>> BEGIN DATA FOR THIS EXERCISE

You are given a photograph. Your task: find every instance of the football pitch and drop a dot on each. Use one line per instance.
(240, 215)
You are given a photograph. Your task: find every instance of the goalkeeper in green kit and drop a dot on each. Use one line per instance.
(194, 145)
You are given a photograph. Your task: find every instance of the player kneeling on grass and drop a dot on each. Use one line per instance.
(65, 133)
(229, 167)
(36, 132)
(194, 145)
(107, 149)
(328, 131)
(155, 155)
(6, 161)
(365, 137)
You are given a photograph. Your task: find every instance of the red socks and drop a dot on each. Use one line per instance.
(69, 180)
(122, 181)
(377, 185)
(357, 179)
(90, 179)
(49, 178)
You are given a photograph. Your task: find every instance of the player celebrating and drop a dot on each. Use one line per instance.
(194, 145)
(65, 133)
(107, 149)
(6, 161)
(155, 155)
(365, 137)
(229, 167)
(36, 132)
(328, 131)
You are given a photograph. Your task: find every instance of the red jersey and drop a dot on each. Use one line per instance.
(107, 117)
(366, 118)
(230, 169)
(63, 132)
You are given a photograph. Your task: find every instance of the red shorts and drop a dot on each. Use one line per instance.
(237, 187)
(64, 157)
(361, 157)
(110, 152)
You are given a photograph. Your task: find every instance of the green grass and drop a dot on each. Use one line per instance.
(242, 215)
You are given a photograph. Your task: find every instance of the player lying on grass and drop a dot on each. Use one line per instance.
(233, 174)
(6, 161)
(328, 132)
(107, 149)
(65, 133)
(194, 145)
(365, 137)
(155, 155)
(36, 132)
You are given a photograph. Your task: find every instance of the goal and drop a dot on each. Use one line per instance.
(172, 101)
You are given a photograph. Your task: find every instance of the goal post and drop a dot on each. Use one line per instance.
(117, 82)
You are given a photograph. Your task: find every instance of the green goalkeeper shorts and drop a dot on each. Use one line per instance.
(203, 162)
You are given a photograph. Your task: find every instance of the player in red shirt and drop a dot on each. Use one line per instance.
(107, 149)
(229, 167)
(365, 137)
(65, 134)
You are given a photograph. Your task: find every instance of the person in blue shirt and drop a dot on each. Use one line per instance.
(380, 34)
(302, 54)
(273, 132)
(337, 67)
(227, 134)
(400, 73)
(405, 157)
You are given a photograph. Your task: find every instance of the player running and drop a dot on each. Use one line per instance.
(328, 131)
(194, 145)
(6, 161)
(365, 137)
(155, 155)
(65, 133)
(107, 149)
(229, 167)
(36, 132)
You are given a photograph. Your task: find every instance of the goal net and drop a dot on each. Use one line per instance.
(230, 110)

>> END DATA FOR THIS EXERCISE

▶ _THE REQUEST_
Extract the lines above from the one containing "the red shorts" to the last line, both included, exactly as written.

▶ _SOLUTION TO THE EXERCISE_
You are given a photograph. Your task: find every instance of the red shorts and drop a dot on each. Use one line per instance.
(237, 187)
(64, 157)
(361, 157)
(110, 152)
You are given a photograph. Your task: find every instance of the green grass and drop a dot on each. Use one line per instance.
(242, 215)
You are given a photograph. Your task: find every instance of the player lying on grass and drop a dot on each. Use one line per instance.
(233, 174)
(6, 161)
(328, 132)
(107, 149)
(65, 133)
(194, 145)
(365, 137)
(155, 155)
(36, 132)
You are given a photograph. Your task: find every instance of the goal and drop a dot on each. Use one line per instance.
(172, 101)
You are given a photograph. Your task: find every instance of the goal post and drop a dot on each. Use one line per instance.
(117, 82)
You are given a photograph. Your task: find every instance of the green goalkeeper shorts and drop a dot on each. Use one line per instance.
(203, 162)
You are given a photograph. Your task: find every instance of the player in red shirt and drop a dot on each. Use one line per instance.
(107, 149)
(229, 167)
(365, 137)
(65, 134)
You are given a photograph. Your task: find every instance of the person in blue shirt and drop a dot on each. Use one line per instance.
(380, 34)
(302, 54)
(273, 132)
(337, 67)
(227, 134)
(400, 73)
(405, 157)
You are given a photograph. Your task: find every instance of the player running and drop a dot on each. Use one line per instance.
(328, 131)
(194, 145)
(6, 161)
(365, 137)
(155, 155)
(65, 133)
(107, 149)
(229, 167)
(36, 132)
You are given a photograph. Your task: find every instance of the goal net and drop a dot on each. Use one line per instance.
(230, 110)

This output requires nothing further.